Copy only what runs from the line containing "the white shirt" through the end of the material below, line for line, with both ends included.

[Location annotation dataset excerpts]
--- Begin ---
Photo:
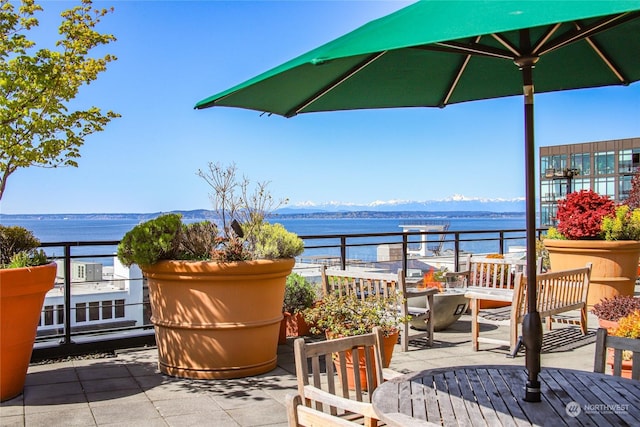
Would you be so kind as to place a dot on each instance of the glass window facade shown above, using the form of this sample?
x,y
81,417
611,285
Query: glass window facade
x,y
625,187
581,162
605,186
604,163
581,184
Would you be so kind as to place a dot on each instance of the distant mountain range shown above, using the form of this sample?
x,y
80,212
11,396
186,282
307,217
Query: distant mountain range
x,y
456,203
454,207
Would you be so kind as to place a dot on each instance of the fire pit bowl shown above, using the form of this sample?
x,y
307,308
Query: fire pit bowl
x,y
448,307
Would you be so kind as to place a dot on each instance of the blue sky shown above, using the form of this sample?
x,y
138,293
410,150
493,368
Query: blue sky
x,y
172,54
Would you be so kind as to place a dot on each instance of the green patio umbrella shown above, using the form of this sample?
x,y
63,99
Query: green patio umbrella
x,y
434,53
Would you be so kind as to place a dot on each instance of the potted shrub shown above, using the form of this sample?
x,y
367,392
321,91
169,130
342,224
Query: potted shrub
x,y
299,294
591,228
628,327
216,292
25,277
345,315
610,310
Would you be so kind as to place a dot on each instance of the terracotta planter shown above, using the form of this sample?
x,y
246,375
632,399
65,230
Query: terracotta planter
x,y
22,292
615,264
217,320
388,344
608,324
627,365
293,325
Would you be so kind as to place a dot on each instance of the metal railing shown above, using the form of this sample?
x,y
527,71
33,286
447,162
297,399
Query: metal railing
x,y
72,338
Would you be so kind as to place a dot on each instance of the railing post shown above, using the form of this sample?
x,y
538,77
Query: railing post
x,y
456,251
67,295
405,248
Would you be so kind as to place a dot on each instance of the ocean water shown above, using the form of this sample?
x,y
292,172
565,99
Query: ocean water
x,y
365,248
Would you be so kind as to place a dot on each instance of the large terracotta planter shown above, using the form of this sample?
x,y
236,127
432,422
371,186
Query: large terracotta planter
x,y
217,320
614,264
22,292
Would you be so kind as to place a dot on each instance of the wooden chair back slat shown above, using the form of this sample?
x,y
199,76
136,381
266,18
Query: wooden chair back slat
x,y
324,386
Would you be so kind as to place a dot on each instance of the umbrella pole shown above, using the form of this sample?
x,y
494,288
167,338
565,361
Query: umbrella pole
x,y
532,324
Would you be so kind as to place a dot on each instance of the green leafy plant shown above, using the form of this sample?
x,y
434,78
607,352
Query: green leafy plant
x,y
299,294
244,235
19,248
347,315
38,125
624,224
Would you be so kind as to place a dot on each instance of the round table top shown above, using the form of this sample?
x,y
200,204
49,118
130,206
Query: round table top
x,y
491,395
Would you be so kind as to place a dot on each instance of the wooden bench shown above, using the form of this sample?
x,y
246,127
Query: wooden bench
x,y
557,292
366,283
490,274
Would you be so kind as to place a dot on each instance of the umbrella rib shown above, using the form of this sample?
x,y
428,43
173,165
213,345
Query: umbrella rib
x,y
337,82
456,79
606,59
470,49
545,37
504,42
589,31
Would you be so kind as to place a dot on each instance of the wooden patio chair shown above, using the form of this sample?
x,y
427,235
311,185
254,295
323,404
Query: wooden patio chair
x,y
300,415
324,387
367,284
618,345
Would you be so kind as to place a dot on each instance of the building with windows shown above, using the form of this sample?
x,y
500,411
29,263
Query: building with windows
x,y
605,167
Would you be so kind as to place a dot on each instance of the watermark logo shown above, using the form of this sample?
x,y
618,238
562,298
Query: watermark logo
x,y
573,409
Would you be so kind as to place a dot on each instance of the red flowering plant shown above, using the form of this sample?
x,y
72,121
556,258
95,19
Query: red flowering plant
x,y
580,215
585,215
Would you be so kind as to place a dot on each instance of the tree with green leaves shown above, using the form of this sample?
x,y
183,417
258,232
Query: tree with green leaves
x,y
38,124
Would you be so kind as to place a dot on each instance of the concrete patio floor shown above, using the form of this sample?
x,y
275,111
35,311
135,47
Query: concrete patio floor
x,y
128,390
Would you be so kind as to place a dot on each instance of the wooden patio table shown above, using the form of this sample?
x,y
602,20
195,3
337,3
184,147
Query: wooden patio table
x,y
492,395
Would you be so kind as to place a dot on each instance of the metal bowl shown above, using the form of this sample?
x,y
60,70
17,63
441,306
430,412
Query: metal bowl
x,y
448,307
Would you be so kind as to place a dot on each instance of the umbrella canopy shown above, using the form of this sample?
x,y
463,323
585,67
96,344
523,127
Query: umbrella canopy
x,y
434,53
405,60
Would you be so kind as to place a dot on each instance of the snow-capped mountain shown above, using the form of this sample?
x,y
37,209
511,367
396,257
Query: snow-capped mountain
x,y
456,202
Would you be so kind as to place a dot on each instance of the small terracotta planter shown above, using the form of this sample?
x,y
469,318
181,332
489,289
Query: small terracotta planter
x,y
627,365
293,325
388,343
217,320
22,292
608,324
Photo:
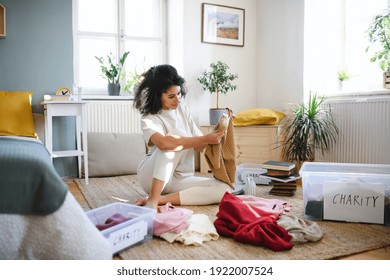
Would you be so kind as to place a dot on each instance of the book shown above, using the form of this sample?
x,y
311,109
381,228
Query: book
x,y
278,173
278,165
285,186
282,192
286,179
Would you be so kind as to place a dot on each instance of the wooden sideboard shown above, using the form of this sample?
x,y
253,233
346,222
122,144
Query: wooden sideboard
x,y
255,144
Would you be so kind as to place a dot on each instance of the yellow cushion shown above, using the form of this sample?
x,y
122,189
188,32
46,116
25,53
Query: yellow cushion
x,y
16,114
258,116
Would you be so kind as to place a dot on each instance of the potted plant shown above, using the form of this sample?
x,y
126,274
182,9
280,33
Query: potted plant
x,y
112,71
343,75
379,36
308,129
219,81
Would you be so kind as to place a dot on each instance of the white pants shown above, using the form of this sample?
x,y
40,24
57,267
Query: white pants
x,y
193,190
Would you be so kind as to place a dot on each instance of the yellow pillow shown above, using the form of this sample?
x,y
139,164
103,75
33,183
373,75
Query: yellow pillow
x,y
258,116
16,114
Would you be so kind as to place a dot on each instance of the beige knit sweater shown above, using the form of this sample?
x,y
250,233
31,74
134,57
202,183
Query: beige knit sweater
x,y
221,157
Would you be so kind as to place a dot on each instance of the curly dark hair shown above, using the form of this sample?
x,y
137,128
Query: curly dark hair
x,y
154,83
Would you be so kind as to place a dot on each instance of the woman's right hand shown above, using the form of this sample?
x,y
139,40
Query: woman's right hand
x,y
215,137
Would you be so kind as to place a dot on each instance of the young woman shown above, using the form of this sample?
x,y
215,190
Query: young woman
x,y
167,172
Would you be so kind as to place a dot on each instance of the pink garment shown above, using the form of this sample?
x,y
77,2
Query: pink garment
x,y
114,220
270,205
171,219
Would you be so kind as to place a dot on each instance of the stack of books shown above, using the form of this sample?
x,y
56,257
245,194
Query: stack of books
x,y
283,181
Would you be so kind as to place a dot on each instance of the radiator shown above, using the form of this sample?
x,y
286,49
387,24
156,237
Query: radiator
x,y
364,131
113,116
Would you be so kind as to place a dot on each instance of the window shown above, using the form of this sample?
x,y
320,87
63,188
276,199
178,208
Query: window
x,y
335,39
102,27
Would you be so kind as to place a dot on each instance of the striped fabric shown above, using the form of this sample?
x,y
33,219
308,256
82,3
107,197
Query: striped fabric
x,y
221,157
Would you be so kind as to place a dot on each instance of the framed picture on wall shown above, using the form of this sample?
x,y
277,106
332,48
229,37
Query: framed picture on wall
x,y
223,25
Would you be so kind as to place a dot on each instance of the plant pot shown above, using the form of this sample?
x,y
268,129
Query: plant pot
x,y
215,114
113,88
386,79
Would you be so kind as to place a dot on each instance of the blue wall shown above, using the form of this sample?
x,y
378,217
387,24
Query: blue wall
x,y
37,56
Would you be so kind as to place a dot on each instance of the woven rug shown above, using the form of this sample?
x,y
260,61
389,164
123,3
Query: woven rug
x,y
340,239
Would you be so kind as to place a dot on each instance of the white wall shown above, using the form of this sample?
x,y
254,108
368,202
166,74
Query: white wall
x,y
280,26
269,66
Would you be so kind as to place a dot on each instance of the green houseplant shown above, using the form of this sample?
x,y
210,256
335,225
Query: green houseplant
x,y
308,129
343,75
112,71
379,36
217,80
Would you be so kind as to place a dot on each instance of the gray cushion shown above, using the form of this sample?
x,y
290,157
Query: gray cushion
x,y
114,154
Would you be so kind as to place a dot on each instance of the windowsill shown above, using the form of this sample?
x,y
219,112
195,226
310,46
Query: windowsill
x,y
359,94
106,97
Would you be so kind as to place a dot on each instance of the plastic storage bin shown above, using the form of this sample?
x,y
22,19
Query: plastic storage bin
x,y
253,170
129,233
347,192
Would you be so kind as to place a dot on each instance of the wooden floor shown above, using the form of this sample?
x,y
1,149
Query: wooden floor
x,y
378,254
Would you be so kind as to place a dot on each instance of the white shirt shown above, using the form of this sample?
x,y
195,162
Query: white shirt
x,y
178,122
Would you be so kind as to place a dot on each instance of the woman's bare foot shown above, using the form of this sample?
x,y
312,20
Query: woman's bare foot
x,y
144,201
141,201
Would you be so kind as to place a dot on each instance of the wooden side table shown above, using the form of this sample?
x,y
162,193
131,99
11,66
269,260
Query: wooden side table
x,y
256,144
68,108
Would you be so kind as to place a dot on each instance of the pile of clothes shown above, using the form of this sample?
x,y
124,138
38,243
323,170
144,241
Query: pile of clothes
x,y
247,219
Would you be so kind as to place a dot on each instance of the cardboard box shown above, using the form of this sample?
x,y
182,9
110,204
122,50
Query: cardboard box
x,y
129,233
347,192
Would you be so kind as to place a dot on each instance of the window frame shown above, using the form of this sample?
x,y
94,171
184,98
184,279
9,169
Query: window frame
x,y
328,85
120,39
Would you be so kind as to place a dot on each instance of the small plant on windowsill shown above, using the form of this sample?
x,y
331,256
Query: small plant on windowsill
x,y
343,75
379,36
219,81
112,71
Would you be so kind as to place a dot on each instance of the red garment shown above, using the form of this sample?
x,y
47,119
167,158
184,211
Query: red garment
x,y
248,224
--- End ---
→ SOLUTION:
Would you be so kind as to place a dot on each instance of the white shirt shown above, using the form of this sample?
x,y
195,162
Query: white shirt
x,y
178,122
Would you be so kind as to place a dot on each instance of the woman's bare foot shown above, using the form of this sample?
x,y
312,20
Query: woman's bare foot
x,y
144,201
141,201
Would you be so kind as to place a dot on each instance of the wooden side table shown above, using the form of this sample?
x,y
162,193
131,99
11,66
269,260
Query: wooden side table
x,y
256,144
68,108
Would you be so kind as to place a dot on each instance of the pile of clothes shown above, using the form of this sample?
x,y
124,138
38,243
323,170
144,241
Query: pile of clothes
x,y
247,219
Would you be so kind as to place a dot on each instance of the cardboard box shown above, using the form of this sample?
x,y
182,9
110,204
122,50
Query: cardboard box
x,y
129,233
347,192
Would you be so kind as to place a dot on each instance of the window frame shown above, using the form of this sample?
x,y
94,171
184,98
184,279
9,169
Query: window frame
x,y
328,85
120,39
Would you be so kind as to place a dot on each instance of the small plant on windowsill shown above, using the form of this sample?
x,y
331,256
Query: small plant on windowsill
x,y
343,75
379,36
219,81
112,71
Would you be so kind as to place a dot on each instance of the red garment shown above, using the form of this sample?
x,y
47,119
167,158
184,211
Query: red garment
x,y
248,224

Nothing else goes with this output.